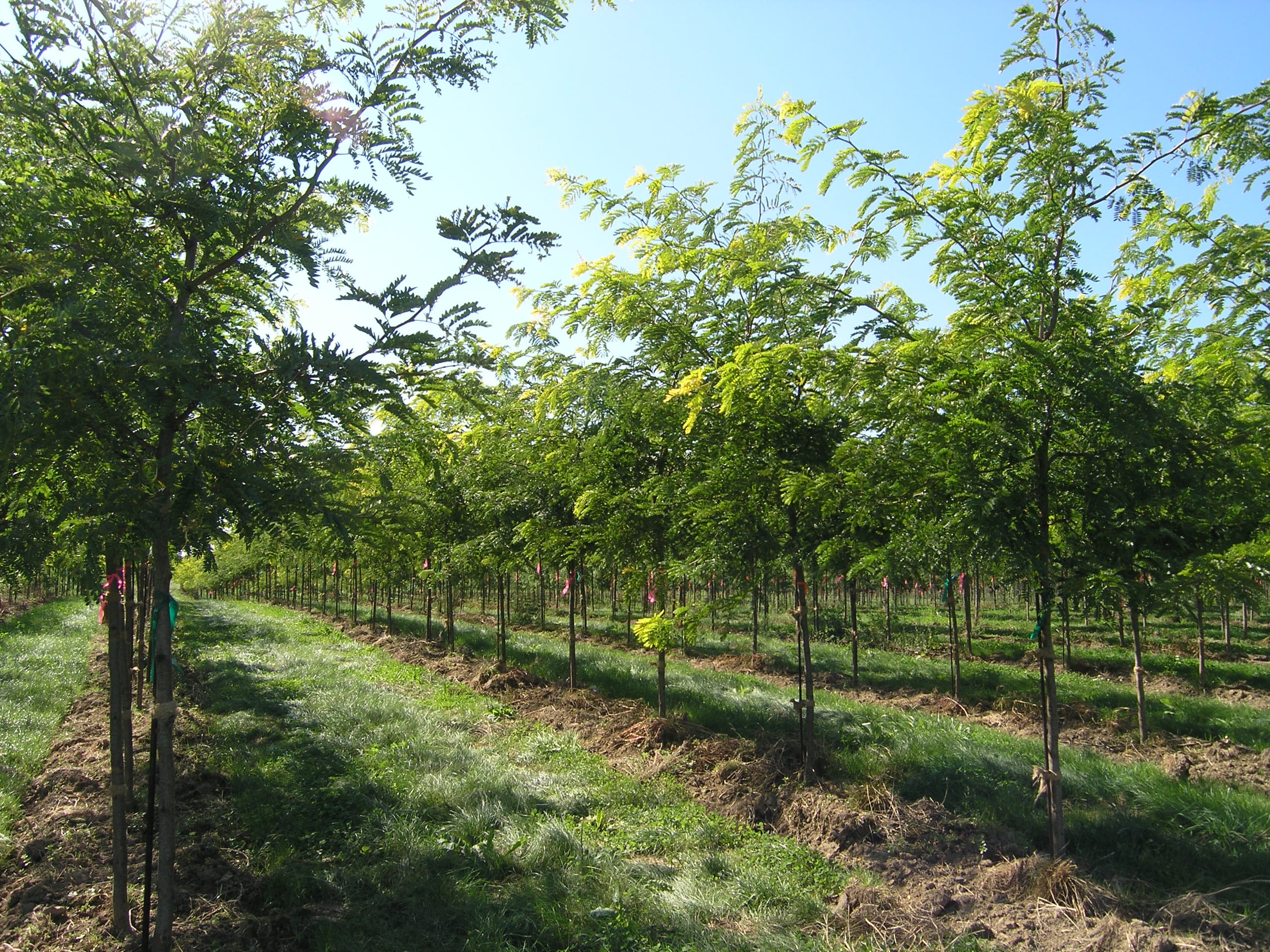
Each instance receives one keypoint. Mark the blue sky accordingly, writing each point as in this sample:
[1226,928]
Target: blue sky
[659,82]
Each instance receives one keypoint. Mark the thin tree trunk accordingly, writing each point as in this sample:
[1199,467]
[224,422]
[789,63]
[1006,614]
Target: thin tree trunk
[573,636]
[1138,672]
[130,627]
[954,643]
[1053,777]
[966,607]
[1199,631]
[144,618]
[164,716]
[121,702]
[661,683]
[855,639]
[885,593]
[450,611]
[805,645]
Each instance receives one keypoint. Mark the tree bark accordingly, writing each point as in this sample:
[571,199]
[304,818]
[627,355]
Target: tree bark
[119,657]
[450,611]
[1053,779]
[1138,672]
[954,643]
[130,627]
[1199,631]
[164,713]
[661,683]
[805,644]
[855,639]
[966,607]
[573,635]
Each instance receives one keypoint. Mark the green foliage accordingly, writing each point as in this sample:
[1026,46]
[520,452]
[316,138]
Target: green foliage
[44,664]
[353,776]
[656,633]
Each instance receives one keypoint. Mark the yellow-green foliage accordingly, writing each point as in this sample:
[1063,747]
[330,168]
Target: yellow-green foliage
[656,633]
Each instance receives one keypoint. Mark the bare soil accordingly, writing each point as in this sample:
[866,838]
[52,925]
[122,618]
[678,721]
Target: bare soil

○ ○ ○ ○

- [PROBLEM]:
Every line where "receives" appears must be returned from the listing above.

- [YOUR RESPONSE]:
Each instance receives one keypoint. Mark the blue sky accordingly, writing each point as in this sample:
Each instance receives one keypoint. Mark the thin tree trunk accordingly, writing each point as in this sample:
Each instance receives one keypoint. Mark the tree bark accordingly, writing each point as in this sample:
Each instance receives one keypoint. Mark the green foliage accordingly, writing each point as in this sample:
Each instance receives one keypoint. Mark the yellow-green foliage accordingly, writing each point as in this sample:
Each instance receives one keypoint. Mark the bare soil accordingly, writing each point as in this sample:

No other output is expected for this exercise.